ACTION ITEM:
Please list every character from Hair who is named in the excerpt about the musical.

I have never seen a production of Hair. There was a brief revival in 1977 but nothing since then, although it is still performed by amateur groups. This is easy to explain, because though the songs are timeless, the gestalt of the thing is incredibly dated, and can only be produced as some sort of curiosity. When I was in college, I was the assistant director of a production that never really got off the ground, mostly due to the director, a woman who was way over her head.

What is the story of Hair? If you've seen the Milos Forman movie, made in 1979, don't be misled, that was a complete reinterpretation. The book is pointedly referred to as a non-book, as there is no real story. As with the film, Claude has just been drafted, but he and all the other members of the Tribe are hippies living in a park in New York. After Aquarius is sung, George is introduced by singing the hard-rocking Donna, a song of unrequited love about a sixteen-year-old tattooed virgin, while he swings on a rope over the audience. If that weren't enough to shock the first-nighters used to Rodgers and Hammerstein, a character known as Woof sings the following: "Sodomy, fellatio, cunnilingus, pederasty. Father, why do these words sound so nasty? Masturbation can be fun, join the holy orgy, Kama Sutra, everyone!"

RECORDS SUPPLIED:
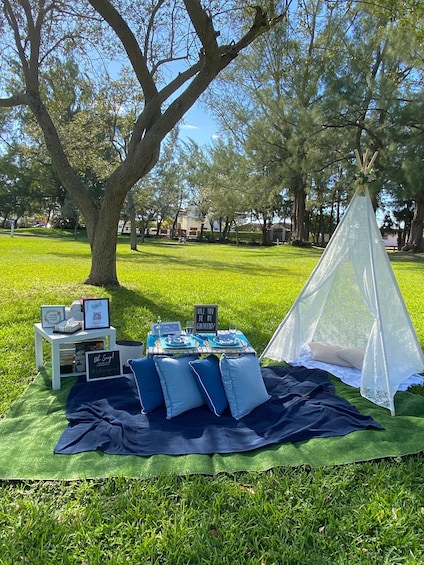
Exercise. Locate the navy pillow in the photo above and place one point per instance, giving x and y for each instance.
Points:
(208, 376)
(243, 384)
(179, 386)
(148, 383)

---

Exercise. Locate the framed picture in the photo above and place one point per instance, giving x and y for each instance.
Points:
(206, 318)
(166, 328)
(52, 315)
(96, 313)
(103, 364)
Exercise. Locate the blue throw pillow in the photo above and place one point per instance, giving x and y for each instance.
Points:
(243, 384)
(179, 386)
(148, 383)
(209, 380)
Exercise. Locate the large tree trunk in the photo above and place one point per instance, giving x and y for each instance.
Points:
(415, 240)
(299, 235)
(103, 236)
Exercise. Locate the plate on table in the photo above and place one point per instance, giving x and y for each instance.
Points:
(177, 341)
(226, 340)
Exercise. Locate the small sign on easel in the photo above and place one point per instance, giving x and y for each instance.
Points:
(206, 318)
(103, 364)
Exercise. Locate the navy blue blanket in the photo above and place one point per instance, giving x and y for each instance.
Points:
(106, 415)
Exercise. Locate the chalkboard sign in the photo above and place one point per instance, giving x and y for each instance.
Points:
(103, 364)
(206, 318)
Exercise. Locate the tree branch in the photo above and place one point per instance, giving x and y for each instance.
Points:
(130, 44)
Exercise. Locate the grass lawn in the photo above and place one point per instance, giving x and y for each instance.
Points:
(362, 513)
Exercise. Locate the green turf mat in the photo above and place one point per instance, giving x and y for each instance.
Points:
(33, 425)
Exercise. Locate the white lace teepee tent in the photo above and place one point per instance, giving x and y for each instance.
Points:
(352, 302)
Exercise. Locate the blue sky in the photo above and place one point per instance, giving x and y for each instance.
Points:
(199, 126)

--

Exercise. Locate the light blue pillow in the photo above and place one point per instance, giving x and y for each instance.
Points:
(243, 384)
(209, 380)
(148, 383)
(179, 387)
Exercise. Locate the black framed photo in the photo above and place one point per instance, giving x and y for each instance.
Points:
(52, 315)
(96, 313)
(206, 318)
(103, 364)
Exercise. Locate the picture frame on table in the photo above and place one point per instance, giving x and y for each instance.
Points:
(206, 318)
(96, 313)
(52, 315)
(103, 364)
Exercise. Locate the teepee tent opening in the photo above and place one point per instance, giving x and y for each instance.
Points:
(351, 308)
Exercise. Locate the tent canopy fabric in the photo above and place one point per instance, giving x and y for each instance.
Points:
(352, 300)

TASK OUTPUT:
Claude, George, Woof